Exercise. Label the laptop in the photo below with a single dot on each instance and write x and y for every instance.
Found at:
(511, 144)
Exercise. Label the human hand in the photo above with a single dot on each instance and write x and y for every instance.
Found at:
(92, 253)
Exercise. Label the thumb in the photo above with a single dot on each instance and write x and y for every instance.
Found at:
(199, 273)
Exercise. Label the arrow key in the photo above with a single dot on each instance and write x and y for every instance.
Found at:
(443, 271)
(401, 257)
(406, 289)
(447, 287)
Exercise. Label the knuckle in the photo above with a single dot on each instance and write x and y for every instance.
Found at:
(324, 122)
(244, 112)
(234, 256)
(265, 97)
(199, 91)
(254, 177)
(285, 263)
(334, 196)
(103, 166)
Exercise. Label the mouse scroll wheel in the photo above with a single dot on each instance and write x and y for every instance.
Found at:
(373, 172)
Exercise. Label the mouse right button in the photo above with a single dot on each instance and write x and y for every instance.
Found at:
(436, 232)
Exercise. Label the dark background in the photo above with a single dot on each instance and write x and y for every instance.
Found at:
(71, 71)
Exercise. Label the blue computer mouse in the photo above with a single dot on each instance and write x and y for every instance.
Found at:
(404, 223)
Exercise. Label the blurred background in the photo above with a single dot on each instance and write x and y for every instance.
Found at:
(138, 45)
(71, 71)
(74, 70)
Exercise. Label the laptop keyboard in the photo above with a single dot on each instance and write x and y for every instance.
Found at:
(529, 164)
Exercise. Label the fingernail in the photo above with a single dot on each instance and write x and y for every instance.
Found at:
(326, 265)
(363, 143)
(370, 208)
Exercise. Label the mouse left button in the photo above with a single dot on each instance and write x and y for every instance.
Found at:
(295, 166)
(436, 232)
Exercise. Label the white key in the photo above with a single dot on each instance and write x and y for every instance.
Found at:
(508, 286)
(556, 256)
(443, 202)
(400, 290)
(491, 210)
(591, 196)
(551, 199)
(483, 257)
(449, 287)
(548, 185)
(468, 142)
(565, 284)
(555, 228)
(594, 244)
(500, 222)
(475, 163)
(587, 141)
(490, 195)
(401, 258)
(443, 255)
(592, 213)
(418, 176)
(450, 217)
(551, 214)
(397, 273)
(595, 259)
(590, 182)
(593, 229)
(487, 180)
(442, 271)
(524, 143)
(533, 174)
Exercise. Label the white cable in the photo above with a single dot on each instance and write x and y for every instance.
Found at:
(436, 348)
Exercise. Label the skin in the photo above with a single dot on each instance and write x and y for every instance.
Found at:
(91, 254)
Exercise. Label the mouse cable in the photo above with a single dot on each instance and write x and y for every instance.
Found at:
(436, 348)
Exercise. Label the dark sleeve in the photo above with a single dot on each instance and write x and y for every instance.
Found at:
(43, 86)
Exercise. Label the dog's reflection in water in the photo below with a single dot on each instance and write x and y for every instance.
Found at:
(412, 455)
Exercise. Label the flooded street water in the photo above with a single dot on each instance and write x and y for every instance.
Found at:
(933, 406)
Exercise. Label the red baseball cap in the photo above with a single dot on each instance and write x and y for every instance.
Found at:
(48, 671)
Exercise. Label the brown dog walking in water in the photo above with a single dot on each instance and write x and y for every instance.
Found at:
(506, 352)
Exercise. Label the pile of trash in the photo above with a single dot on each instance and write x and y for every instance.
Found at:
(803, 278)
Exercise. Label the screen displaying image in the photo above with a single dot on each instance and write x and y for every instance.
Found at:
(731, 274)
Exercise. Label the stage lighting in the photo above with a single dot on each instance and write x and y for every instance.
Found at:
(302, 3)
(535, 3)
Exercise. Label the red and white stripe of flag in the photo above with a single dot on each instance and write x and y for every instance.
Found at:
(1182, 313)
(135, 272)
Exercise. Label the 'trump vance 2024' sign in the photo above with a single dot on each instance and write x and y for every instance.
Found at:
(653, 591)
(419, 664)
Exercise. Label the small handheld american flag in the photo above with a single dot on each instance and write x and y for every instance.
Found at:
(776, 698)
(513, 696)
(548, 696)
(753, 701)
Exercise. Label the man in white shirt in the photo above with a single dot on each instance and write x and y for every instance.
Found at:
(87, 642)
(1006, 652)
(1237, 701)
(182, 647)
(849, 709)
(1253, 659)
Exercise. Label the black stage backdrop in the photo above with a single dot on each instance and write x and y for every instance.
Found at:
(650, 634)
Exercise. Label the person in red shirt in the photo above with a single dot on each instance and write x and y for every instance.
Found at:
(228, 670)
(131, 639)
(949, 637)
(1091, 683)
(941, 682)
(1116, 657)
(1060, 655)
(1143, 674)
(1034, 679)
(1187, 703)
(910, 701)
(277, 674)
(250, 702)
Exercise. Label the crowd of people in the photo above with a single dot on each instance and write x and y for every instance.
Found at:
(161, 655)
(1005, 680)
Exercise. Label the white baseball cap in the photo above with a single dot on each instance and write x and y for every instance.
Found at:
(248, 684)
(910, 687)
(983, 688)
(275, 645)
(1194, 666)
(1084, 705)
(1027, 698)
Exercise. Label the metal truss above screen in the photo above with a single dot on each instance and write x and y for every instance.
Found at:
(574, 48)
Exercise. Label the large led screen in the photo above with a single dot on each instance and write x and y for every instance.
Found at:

:: TASK GOAL ::
Nothing may be dropped or altered; repeat every record in full.

:: EXERCISE ANSWER ::
Exercise. Label the laptop in the photo below with a single dot on each instance and write x and y for every instance.
Found at:
(511, 144)
Exercise. Label the human hand in the photo above with a single dot on each instance and write x and y for every instance.
Found at:
(92, 253)
Exercise. Label the thumb in the photo above with a single dot on each instance and write x and y for every instance.
Found at:
(199, 273)
Exercise. Label the arrow key in the photo above with a single dot on each instance and write x and y for every instance.
Found at:
(443, 271)
(401, 257)
(406, 289)
(447, 287)
Exercise. Label the knuckle in the photo above with a single dot on each instance and write x and y for every instance.
Found at:
(324, 122)
(244, 112)
(234, 256)
(265, 97)
(199, 91)
(254, 177)
(285, 263)
(334, 196)
(103, 166)
Exercise. Label the mouse scroll wheel in the photo above with a single dot on each instance and write x and y for every instance.
Found at:
(373, 172)
Exercise. Label the mouse right button in the photo above with a single dot on each instance and write x and y for every instance.
Found at:
(436, 232)
Exercise. Label the dark background in the photo above with a single dot on each instance and write x and y for every instance.
Found at:
(71, 71)
Exercise. Label the blue computer mouse in the photo above with a single dot on each instance and write x and y for every instance.
Found at:
(404, 223)
Exercise. Label the blurred background in the photo above with a single dot on each instance and write x and y for every instance.
Found at:
(138, 45)
(71, 71)
(74, 70)
Exercise. Label the laptop keyboard in the photo above with a single dot on each instance and write x and y for every instance.
Found at:
(529, 164)
Exercise. Label the fingernail in the photo above with a single dot on each instance and write x and y for every instance.
Found at:
(326, 265)
(363, 143)
(370, 208)
Exercise. Label the mouse left button in the photo above with a single dot on each instance and write x and y for every instance.
Found at:
(295, 166)
(436, 232)
Exercise. Label the white key in the photo above with a single dot on each instance and write x and y for every instance.
Found at:
(508, 286)
(556, 256)
(443, 202)
(400, 290)
(491, 210)
(591, 196)
(551, 199)
(483, 257)
(449, 287)
(548, 185)
(468, 142)
(565, 284)
(555, 228)
(594, 244)
(500, 222)
(475, 163)
(587, 141)
(490, 195)
(401, 258)
(443, 255)
(592, 213)
(418, 176)
(450, 217)
(551, 214)
(397, 273)
(595, 259)
(590, 182)
(593, 229)
(487, 180)
(442, 271)
(524, 143)
(533, 174)
Exercise. Label the white cable in the photo above with a single dot on each instance and write x and y for every instance.
Found at:
(436, 348)
Exercise. Label the skin in the photo above with a single dot on each instance and write x and y for every instance.
Found at:
(91, 254)
Exercise. Label the mouse cable in the photo above with a single dot on each instance and write x and y for every instance.
Found at:
(436, 348)
Exercise. Label the dark sleeve in the photo above with a single dot on each instance and write x and y for every instance.
Found at:
(43, 86)
Exercise. Label the dog's reflection in water in the photo below with a single dot on each instance and write x and y for every instance.
Found at:
(412, 455)
Exercise. Label the flooded street water in the photo above with a single dot on each instance and write x and y for every instance.
Found at:
(933, 406)
Exercise. Label the red baseball cap in the photo above with a single dot on each instance and write x and y for every instance.
Found at:
(48, 671)
Exercise. Label the brown dog walking in water in the photo above with a single dot on each instance and write x and y for every instance.
Found at:
(506, 352)
Exercise. Label the pile of trash in the photo above with a single dot on each instance and write x and y for every instance.
Found at:
(803, 278)
Exercise. Label the screen displaying image in the photo above with a single dot on each instance and write x and y for every instance.
Found at:
(731, 274)
Exercise. Label the stage lighting in the photo above with a single dot on each instance and write x and y for every instance.
Found at:
(302, 3)
(535, 3)
Exercise. Label the red and white stripe of flag in the photo above with a single dot on each instance and write x and y for every instance.
Found at:
(1182, 313)
(135, 272)
Exercise. Label the 'trump vance 2024' sign in the photo above with a single dot on each instance and write x and y for every instance.
Found at:
(653, 591)
(419, 664)
Exercise. Label the small handheld american flag in the photo above with a single dot on each instance and write x and y for every instance.
Found at:
(776, 698)
(513, 696)
(548, 696)
(753, 701)
Exercise. Label the man in white shirt in the photo above with a single dot on each instance and write x and y for every instance.
Found at:
(87, 642)
(1006, 652)
(1237, 701)
(182, 647)
(849, 709)
(1253, 659)
Exercise. Label the black stage backdrop in the photo above with a single dot on each instance and write x and y for every instance.
Found at:
(650, 634)
Exercise. Label the person in red shirt in the photo above with a single dot on each instance and write x and y for every instance.
Found at:
(228, 670)
(131, 639)
(949, 637)
(1091, 683)
(941, 682)
(1116, 657)
(1060, 655)
(1143, 674)
(1034, 679)
(1187, 703)
(910, 701)
(277, 674)
(250, 702)
Exercise. Label the crowd of people in the photo above with a single dot on each instance and write x and y for every instance.
Found at:
(161, 655)
(1005, 680)
Exercise. Label the white baseball cap in the photo above with a single dot on each instance and write x and y for every instance.
Found at:
(248, 684)
(910, 687)
(983, 688)
(275, 645)
(1194, 666)
(1084, 705)
(1027, 698)
Exercise. Label the metal truss above screen in the photo above with a single dot on each instance and write x and y for every instance.
Found at:
(574, 48)
Exercise. Label the large led screen in the photo above with a single dot on each instance and write x and y for every instance.
Found at:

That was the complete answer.